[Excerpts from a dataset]
--- START ---

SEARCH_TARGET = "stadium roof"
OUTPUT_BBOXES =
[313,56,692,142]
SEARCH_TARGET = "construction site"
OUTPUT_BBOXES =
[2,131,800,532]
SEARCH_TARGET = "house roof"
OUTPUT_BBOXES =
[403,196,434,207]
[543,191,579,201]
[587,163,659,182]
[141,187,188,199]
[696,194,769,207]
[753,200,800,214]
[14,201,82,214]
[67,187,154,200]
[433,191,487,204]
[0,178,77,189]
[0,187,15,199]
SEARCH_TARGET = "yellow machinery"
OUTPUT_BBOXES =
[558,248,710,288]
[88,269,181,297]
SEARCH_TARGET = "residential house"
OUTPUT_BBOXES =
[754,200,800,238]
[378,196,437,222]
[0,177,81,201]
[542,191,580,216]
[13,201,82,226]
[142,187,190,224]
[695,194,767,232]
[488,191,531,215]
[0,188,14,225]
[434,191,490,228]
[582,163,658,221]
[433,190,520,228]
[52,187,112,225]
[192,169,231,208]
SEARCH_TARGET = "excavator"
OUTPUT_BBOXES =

--- END ---
--- START ---

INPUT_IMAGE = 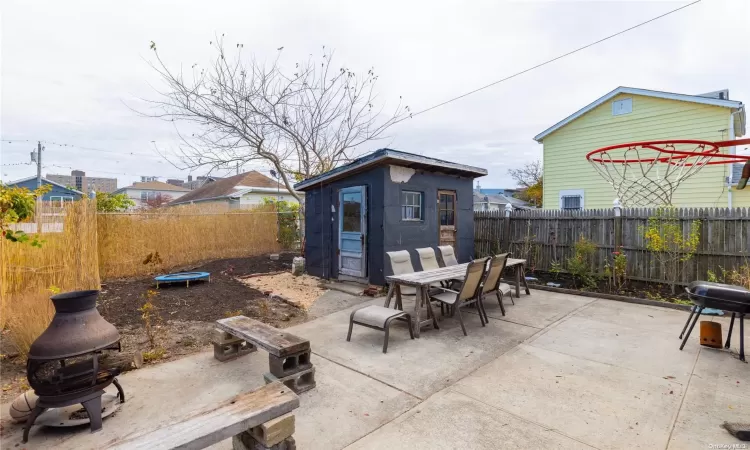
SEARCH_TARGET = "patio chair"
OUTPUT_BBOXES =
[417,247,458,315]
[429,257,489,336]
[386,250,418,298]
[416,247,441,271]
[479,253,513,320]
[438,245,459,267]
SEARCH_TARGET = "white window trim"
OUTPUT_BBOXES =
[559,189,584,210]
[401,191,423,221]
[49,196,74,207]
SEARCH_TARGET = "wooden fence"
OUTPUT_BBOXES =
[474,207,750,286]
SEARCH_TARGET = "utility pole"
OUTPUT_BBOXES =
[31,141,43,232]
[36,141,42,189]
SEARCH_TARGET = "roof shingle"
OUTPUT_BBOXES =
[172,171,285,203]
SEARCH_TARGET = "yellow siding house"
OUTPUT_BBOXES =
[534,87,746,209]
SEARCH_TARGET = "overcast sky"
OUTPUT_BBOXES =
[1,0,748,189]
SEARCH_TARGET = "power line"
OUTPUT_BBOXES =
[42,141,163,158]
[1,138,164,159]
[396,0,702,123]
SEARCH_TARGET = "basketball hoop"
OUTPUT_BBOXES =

--- END ---

**What you have to do:** Tally the lines of the entries that include the word "house" and give only the total.

**Answer section:** 3